_Instructions to follow_: Please give back word for word the lines of the material below between the line containing "Query: black sunglasses" and the line containing "Query: podium step", inclusive.

Segment Open

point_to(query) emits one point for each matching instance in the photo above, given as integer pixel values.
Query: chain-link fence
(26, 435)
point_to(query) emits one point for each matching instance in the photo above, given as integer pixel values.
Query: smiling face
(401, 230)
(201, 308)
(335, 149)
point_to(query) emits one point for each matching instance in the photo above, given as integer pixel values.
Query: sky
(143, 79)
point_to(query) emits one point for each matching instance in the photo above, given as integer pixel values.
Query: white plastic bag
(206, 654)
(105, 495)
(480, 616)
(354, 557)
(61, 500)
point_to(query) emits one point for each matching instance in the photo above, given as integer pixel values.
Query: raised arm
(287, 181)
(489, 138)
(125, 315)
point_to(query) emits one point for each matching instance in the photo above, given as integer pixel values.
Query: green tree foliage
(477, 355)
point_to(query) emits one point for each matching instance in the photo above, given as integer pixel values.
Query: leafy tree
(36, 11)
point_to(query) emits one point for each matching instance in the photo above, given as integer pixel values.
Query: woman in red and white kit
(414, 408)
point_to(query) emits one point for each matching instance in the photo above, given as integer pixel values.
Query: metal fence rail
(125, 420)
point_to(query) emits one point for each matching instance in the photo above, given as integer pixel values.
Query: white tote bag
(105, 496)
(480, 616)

Segment Closed
Segment Open

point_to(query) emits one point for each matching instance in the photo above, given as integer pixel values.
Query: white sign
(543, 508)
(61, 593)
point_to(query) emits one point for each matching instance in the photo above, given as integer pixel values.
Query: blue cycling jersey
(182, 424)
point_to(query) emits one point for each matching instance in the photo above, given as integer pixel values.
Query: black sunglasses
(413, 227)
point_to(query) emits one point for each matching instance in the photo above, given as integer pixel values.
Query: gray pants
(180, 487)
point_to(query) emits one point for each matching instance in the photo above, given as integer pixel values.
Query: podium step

Segment Closed
Segment Open

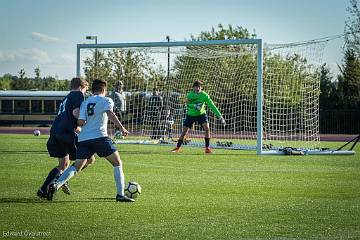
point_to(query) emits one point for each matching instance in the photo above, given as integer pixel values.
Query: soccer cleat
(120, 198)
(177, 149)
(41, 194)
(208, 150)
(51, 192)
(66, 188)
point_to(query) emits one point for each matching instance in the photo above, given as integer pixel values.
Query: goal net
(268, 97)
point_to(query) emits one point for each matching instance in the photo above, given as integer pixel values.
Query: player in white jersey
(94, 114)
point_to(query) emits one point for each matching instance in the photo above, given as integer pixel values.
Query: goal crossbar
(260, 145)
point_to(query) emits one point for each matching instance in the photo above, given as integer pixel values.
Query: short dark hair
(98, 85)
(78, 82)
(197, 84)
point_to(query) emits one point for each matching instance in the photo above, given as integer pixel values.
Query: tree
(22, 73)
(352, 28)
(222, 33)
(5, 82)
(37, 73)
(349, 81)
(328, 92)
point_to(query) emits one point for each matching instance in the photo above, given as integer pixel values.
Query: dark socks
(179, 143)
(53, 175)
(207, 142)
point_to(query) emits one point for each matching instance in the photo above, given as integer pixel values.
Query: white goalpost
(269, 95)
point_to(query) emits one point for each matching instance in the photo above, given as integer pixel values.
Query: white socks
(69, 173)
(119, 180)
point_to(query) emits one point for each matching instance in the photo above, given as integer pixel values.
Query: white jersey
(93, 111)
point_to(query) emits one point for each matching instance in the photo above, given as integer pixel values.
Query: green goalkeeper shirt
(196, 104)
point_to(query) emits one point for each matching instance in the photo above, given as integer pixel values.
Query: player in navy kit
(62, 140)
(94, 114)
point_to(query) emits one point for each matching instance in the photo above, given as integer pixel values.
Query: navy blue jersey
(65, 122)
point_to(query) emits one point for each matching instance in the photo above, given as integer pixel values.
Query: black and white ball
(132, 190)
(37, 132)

Segment Closed

_Exercise result_:
Query: black sunglasses
(413, 227)
point_to(query) emits one point for each matching instance in the photo above, given as integer pixel values.
Query: gray pants
(180, 487)
point_to(query) emits one point for each matching instance in the photo above, given as integer pixel values.
Query: podium step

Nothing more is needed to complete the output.